• **PROBLEM REQUIREMENTS**: From the line that contains "of the hillside" to the end of the entries, write out every line exactly, including both ends, and nothing more.

[Referring expression data]
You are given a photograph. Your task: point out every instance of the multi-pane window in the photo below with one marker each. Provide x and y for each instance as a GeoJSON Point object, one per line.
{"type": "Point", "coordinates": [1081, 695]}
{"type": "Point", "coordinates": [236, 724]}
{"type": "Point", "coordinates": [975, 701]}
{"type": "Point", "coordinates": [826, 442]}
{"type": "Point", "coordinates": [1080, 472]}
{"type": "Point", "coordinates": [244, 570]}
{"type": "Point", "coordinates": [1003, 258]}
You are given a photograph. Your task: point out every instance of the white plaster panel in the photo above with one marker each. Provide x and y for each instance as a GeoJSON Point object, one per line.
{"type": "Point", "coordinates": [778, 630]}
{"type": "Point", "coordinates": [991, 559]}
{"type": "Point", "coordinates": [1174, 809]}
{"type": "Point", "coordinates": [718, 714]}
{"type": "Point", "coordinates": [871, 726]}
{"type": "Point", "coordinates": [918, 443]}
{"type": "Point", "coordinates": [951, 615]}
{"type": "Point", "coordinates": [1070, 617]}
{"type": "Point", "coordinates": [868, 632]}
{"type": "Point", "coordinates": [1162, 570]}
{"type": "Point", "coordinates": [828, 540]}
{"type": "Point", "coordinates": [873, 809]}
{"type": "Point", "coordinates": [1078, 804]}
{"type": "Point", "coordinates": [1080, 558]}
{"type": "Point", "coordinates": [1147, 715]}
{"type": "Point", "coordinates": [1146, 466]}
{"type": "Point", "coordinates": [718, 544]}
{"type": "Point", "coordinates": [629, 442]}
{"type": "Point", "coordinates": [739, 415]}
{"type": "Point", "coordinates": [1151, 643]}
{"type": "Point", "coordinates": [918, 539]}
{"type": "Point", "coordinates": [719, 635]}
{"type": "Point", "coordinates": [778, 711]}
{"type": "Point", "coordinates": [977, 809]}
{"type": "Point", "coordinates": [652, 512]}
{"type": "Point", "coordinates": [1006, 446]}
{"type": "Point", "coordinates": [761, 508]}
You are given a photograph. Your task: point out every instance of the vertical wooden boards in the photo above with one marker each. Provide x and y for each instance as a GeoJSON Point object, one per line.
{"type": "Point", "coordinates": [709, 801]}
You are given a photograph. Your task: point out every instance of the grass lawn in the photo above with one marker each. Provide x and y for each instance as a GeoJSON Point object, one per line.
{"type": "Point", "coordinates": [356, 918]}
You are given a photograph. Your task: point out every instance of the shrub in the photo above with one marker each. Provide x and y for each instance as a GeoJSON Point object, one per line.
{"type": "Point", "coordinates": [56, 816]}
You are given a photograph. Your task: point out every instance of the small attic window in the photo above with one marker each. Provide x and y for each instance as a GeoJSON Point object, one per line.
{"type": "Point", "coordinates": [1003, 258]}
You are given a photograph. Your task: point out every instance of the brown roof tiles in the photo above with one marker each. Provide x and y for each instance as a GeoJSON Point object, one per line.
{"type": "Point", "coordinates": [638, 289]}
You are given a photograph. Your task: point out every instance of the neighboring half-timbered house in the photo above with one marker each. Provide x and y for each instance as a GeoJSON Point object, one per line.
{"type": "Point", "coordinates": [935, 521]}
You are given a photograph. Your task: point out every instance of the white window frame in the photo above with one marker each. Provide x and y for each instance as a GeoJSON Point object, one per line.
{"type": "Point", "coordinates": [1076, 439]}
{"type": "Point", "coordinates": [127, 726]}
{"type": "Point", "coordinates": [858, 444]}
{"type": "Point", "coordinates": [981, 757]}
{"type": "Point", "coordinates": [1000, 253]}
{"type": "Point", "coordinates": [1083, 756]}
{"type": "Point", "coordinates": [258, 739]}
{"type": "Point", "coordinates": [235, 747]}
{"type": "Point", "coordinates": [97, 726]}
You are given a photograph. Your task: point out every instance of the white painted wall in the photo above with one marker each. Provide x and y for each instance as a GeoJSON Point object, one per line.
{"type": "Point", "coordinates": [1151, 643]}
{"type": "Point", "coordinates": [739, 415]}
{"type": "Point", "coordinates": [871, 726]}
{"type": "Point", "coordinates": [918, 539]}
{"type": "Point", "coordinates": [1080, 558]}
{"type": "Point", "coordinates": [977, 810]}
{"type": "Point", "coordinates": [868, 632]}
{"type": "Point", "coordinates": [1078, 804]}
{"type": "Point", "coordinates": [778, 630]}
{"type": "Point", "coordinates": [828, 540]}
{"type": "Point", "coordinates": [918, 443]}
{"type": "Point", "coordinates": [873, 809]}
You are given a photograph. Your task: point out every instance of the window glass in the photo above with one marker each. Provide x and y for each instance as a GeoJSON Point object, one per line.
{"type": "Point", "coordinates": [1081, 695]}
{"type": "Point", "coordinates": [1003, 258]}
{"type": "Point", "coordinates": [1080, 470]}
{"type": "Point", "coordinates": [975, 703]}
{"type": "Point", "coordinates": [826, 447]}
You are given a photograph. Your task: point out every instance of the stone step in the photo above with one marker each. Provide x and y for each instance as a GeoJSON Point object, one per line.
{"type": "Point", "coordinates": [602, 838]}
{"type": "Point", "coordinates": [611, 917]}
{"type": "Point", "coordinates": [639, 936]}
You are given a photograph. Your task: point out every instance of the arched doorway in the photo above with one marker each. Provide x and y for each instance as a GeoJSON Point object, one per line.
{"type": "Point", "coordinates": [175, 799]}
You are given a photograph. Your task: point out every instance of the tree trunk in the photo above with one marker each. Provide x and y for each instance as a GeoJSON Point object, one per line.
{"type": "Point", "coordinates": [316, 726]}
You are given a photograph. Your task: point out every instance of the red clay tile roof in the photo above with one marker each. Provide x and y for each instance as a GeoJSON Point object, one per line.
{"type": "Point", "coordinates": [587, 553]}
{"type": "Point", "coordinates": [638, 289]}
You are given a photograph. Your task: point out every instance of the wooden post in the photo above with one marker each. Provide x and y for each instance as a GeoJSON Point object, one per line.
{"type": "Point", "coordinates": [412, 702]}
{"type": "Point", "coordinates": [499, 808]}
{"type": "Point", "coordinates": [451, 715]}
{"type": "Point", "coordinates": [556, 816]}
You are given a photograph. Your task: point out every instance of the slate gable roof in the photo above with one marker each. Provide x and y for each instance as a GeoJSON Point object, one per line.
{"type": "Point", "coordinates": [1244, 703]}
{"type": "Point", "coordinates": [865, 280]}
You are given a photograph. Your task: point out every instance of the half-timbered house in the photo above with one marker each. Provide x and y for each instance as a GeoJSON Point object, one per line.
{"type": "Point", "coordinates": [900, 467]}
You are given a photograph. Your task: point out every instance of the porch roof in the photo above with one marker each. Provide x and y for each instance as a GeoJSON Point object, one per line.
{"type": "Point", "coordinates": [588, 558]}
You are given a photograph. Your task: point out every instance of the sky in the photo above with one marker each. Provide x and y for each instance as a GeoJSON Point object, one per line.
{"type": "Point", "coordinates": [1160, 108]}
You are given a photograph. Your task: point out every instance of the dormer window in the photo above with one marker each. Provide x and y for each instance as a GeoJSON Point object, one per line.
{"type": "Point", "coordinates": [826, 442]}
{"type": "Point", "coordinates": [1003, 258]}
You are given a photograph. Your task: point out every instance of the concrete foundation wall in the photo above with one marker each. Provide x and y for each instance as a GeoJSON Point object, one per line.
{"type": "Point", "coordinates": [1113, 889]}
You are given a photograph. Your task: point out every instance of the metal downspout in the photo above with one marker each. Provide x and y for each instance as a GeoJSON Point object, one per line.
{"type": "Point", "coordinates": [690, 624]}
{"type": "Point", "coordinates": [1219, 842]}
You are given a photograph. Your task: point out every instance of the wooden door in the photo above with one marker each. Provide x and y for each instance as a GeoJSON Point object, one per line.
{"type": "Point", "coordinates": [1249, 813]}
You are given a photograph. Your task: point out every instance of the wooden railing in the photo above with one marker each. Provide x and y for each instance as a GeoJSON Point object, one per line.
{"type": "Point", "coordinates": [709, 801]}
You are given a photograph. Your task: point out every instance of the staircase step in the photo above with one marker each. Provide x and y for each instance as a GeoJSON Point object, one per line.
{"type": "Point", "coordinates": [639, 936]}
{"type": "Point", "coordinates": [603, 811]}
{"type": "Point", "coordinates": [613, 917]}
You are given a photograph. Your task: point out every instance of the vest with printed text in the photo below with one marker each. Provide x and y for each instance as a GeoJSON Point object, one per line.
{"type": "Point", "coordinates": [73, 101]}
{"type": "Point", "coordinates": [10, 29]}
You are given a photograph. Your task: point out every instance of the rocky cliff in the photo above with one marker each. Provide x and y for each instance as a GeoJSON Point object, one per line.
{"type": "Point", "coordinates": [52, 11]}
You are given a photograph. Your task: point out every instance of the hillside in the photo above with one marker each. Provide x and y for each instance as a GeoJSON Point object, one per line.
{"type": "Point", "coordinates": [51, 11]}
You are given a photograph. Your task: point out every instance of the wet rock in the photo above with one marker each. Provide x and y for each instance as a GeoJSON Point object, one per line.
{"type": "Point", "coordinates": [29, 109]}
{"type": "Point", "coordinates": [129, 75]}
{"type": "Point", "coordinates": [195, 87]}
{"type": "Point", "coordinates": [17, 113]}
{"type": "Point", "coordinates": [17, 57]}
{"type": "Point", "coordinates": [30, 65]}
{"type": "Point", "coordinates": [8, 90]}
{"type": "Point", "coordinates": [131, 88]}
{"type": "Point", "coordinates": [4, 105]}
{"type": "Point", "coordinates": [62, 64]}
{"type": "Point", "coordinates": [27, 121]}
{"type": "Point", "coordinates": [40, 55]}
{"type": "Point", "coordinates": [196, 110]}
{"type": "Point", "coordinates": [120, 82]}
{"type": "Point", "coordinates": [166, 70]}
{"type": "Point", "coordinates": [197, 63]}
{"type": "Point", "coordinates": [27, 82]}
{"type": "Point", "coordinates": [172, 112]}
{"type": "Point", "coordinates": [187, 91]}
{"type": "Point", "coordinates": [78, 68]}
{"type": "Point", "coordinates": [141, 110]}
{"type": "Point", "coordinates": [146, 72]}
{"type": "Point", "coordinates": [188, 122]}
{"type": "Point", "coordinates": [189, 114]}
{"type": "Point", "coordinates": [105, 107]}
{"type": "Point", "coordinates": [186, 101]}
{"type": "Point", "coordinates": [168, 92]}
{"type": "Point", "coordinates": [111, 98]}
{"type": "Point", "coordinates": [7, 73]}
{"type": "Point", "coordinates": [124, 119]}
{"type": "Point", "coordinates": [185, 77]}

• **TASK RESPONSE**:
You are given a photograph. Your task: point out every instance of the hillside in the photo above with one marker each. Provide x and y for each instance as a GeoJSON Point object, one per line.
{"type": "Point", "coordinates": [51, 11]}
You are given a photograph. Your task: point out every instance of the wet rock in the photo above with one marker each. Provide x and y for each instance as a GeoJSON Point object, one per line.
{"type": "Point", "coordinates": [29, 109]}
{"type": "Point", "coordinates": [129, 75]}
{"type": "Point", "coordinates": [195, 87]}
{"type": "Point", "coordinates": [17, 113]}
{"type": "Point", "coordinates": [17, 57]}
{"type": "Point", "coordinates": [30, 65]}
{"type": "Point", "coordinates": [8, 90]}
{"type": "Point", "coordinates": [131, 88]}
{"type": "Point", "coordinates": [4, 105]}
{"type": "Point", "coordinates": [62, 64]}
{"type": "Point", "coordinates": [27, 121]}
{"type": "Point", "coordinates": [40, 55]}
{"type": "Point", "coordinates": [196, 110]}
{"type": "Point", "coordinates": [120, 82]}
{"type": "Point", "coordinates": [166, 70]}
{"type": "Point", "coordinates": [197, 63]}
{"type": "Point", "coordinates": [27, 82]}
{"type": "Point", "coordinates": [172, 112]}
{"type": "Point", "coordinates": [187, 91]}
{"type": "Point", "coordinates": [78, 68]}
{"type": "Point", "coordinates": [141, 110]}
{"type": "Point", "coordinates": [146, 72]}
{"type": "Point", "coordinates": [188, 122]}
{"type": "Point", "coordinates": [189, 114]}
{"type": "Point", "coordinates": [105, 107]}
{"type": "Point", "coordinates": [186, 101]}
{"type": "Point", "coordinates": [168, 92]}
{"type": "Point", "coordinates": [111, 98]}
{"type": "Point", "coordinates": [7, 73]}
{"type": "Point", "coordinates": [124, 119]}
{"type": "Point", "coordinates": [185, 77]}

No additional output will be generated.